> [ASSIGNMENT] The records that follow are to be transcribed word for word.
[RECORD EXCERPTS]
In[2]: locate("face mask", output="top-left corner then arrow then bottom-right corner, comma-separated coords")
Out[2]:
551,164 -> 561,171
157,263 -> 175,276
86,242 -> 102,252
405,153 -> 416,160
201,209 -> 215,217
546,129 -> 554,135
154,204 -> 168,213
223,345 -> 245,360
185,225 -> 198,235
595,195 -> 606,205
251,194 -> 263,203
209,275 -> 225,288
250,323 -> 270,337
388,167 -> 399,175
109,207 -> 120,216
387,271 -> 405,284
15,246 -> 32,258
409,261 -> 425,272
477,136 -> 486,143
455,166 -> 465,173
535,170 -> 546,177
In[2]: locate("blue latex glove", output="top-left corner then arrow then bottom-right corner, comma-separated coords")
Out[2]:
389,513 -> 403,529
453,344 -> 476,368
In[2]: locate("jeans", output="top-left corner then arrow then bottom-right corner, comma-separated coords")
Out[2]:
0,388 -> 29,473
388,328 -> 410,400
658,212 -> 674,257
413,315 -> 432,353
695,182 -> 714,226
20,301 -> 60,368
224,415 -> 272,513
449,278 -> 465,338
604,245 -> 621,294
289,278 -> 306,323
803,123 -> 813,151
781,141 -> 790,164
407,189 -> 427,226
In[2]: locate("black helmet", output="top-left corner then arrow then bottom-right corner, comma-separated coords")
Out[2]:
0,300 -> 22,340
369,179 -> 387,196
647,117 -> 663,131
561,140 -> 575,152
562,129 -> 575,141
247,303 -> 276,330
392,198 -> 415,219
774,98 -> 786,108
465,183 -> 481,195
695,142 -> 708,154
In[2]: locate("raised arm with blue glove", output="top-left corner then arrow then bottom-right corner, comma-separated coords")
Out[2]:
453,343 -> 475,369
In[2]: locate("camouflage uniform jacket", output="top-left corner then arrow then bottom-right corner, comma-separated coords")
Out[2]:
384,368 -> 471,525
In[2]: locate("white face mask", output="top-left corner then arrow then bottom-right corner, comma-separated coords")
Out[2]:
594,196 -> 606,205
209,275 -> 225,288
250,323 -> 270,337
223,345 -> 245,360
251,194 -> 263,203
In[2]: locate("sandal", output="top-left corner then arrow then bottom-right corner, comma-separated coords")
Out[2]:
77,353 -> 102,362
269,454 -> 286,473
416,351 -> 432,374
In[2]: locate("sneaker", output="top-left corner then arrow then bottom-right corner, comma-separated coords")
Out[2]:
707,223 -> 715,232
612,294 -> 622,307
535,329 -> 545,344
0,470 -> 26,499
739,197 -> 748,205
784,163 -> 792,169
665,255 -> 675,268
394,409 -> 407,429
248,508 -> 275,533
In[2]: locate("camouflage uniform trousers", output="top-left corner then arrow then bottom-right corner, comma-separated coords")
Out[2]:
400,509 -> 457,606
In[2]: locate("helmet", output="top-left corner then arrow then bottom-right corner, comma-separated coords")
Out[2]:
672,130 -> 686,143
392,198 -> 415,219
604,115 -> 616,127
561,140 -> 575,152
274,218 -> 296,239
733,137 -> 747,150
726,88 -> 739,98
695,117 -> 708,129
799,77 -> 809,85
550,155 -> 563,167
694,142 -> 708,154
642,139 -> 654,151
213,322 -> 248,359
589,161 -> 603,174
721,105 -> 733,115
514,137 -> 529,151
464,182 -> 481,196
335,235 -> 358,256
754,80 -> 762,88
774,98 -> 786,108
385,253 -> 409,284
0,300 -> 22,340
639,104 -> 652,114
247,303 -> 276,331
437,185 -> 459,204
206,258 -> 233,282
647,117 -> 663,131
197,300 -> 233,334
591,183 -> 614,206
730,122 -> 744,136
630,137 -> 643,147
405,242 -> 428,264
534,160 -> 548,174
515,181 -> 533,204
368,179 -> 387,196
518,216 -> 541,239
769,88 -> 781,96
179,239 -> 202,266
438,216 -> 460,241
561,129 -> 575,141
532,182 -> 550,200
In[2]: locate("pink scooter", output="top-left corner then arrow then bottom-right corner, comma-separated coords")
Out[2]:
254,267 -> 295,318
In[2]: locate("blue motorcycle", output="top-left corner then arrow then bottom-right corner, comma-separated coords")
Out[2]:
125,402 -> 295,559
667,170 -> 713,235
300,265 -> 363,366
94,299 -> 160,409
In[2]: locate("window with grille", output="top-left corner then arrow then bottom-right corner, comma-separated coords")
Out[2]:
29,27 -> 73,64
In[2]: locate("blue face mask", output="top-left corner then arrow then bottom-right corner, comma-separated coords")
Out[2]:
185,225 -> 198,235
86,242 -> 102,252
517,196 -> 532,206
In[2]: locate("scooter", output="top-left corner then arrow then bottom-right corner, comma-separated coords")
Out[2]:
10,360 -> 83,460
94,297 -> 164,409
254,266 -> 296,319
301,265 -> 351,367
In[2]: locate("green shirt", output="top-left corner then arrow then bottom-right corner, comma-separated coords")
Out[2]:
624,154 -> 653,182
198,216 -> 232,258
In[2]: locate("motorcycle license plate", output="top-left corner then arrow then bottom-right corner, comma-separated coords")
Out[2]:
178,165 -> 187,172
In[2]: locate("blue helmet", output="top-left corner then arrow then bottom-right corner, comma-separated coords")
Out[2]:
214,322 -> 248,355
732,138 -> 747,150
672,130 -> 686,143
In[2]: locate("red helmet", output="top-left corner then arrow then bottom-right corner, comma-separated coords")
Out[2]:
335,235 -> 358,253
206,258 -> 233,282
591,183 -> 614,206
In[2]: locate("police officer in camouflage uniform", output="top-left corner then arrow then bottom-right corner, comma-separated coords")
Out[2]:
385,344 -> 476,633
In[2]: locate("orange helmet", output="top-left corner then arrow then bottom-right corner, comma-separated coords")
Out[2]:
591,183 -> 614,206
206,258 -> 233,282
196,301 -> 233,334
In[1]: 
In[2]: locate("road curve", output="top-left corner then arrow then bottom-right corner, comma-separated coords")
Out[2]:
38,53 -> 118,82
[/RECORD EXCERPTS]
> [TASK RESULT]
In[2]: locate("face mask", output="top-left corner then arrow then bottom-right corner, comma-separated coords")
Out[2]:
551,164 -> 561,171
157,263 -> 175,276
86,242 -> 102,252
405,153 -> 416,160
201,209 -> 215,217
546,129 -> 554,135
154,204 -> 168,213
223,345 -> 245,360
185,225 -> 198,235
595,195 -> 606,205
251,194 -> 263,203
209,275 -> 225,288
250,323 -> 270,337
388,167 -> 399,175
109,207 -> 120,216
387,271 -> 405,284
15,246 -> 32,258
409,261 -> 425,272
477,136 -> 486,143
455,166 -> 465,173
535,170 -> 546,177
In[2]: locate("blue latex glove", output="top-left corner then arrow then bottom-right corner, comma-separated coords")
Out[2]:
389,513 -> 403,529
453,344 -> 476,368
In[2]: locate("jeans", output="top-left corner then arrow then bottom-right corner, comma-separated coords")
Out[2]:
0,388 -> 29,473
388,328 -> 410,400
658,212 -> 674,257
413,315 -> 432,353
695,182 -> 714,226
20,301 -> 60,368
224,415 -> 272,513
449,278 -> 465,338
604,245 -> 621,294
289,278 -> 306,323
803,123 -> 813,151
781,141 -> 790,164
407,189 -> 427,226
In[2]: locate("black helmet", output="top-left corner then arrow then bottom-right corner, comma-separated coords")
Out[2]:
0,300 -> 22,340
369,179 -> 387,196
647,117 -> 663,131
561,140 -> 575,152
562,129 -> 575,141
247,303 -> 276,330
392,198 -> 415,219
774,98 -> 786,108
465,183 -> 481,195
695,142 -> 708,154
In[2]: locate("raised arm with blue glove", output="top-left corner then arrow then bottom-right corner, comma-separated coords")
Out[2]:
453,343 -> 475,369
In[2]: locate("camouflage uniform jacket", output="top-left corner then arrow then bottom-right corner, comma-separated coords")
Out[2]:
384,368 -> 471,525
In[2]: locate("white face mask", output="top-left corner then arrow then bottom-right corner, comma-separated coords")
Out[2]:
594,196 -> 606,205
209,275 -> 225,288
250,323 -> 270,337
223,345 -> 245,360
251,194 -> 263,203
In[2]: locate("sandal", output="top-left corner then arrow then bottom-right corner, comma-separated coords")
Out[2]:
77,353 -> 102,362
269,454 -> 286,473
416,351 -> 432,374
In[2]: locate("sneaker", output="top-left corner then arrow then bottom-right corner, comma-separated coords")
Out[2]:
707,223 -> 715,232
612,294 -> 622,307
535,329 -> 545,344
0,470 -> 26,499
739,197 -> 748,205
784,163 -> 792,169
665,255 -> 675,268
394,409 -> 407,429
248,508 -> 275,533
In[2]: locate("camouflage uniform trousers", output="top-left corner then arrow then bottom-right corner, comma-separated coords")
Out[2]:
400,509 -> 457,606
In[2]: locate("helmet", output="top-left corner then arrow then bottom-right corner, comma-separated coords")
Out[2]:
672,130 -> 686,143
392,198 -> 415,219
604,115 -> 616,127
561,140 -> 575,152
274,218 -> 296,239
733,137 -> 747,150
726,88 -> 739,98
695,117 -> 708,129
799,77 -> 809,85
550,155 -> 563,167
694,142 -> 708,154
642,139 -> 654,151
213,322 -> 248,359
589,161 -> 603,174
721,105 -> 733,115
514,137 -> 529,151
464,182 -> 481,196
335,235 -> 358,256
754,80 -> 762,88
774,98 -> 786,108
385,253 -> 409,284
0,300 -> 22,340
639,104 -> 652,114
247,303 -> 276,331
437,185 -> 459,204
206,258 -> 233,282
647,117 -> 663,131
197,300 -> 233,334
591,183 -> 614,206
730,122 -> 744,136
630,137 -> 643,147
405,242 -> 428,264
534,160 -> 548,174
515,181 -> 533,204
368,179 -> 387,196
518,216 -> 541,239
769,88 -> 781,96
179,239 -> 202,266
438,216 -> 460,241
561,129 -> 575,141
532,182 -> 550,200
In[2]: locate("pink scooter", output="top-left corner then arrow then bottom-right corner, comma-separated coords")
Out[2]:
254,267 -> 295,318
In[2]: locate("blue motorcycle", output="top-left corner then arrow then bottom-right corner, comma-separated coords")
Out[2]:
125,402 -> 295,559
667,170 -> 713,235
300,265 -> 363,366
94,299 -> 160,409
In[2]: locate("window with grille", output="top-left corner then arrow then bottom-right corner, comma-separated coords")
Out[2]:
29,27 -> 73,64
In[2]: locate("blue face mask", output="top-left corner then arrow then bottom-right corner, comma-separated coords")
Out[2]:
185,225 -> 198,235
86,242 -> 102,252
517,196 -> 532,206
In[2]: locate("scooter", output="top-left corner then arrow then bottom-right corner, comma-separated coords")
Out[2]:
10,360 -> 83,460
94,297 -> 164,409
254,266 -> 296,319
301,265 -> 351,367
In[2]: locate("green shirt", output="top-left corner then arrow then bottom-right corner, comma-separated coords")
Out[2]:
624,154 -> 653,182
198,216 -> 232,258
In[2]: locate("motorcycle license plate", output="top-left corner then arrow then bottom-right corner, comma-separated coords")
Out[2]:
178,165 -> 187,172
In[2]: locate("blue helmet", output="top-left corner then arrow then bottom-right corner, comma-separated coords")
Out[2]:
214,322 -> 248,355
732,138 -> 747,150
672,130 -> 686,143
In[2]: locate("red helmet", output="top-left corner then arrow then bottom-right corner, comma-separated coords")
Out[2]:
335,235 -> 358,253
206,258 -> 233,282
591,183 -> 614,206
In[2]: locate("police officer in camouflage uniform", output="top-left corner then arrow then bottom-right corner, comma-separated coords")
Out[2]:
385,344 -> 476,633
In[2]: locate("orange helmet", output="top-left corner then arrow then bottom-right corner, comma-separated coords")
Out[2]:
591,183 -> 614,206
206,258 -> 233,282
196,301 -> 233,334
In[1]: 
In[2]: locate("road curve", output="top-left corner then arrow then bottom-right corner, comma-separated coords")
Out[2]:
38,53 -> 118,82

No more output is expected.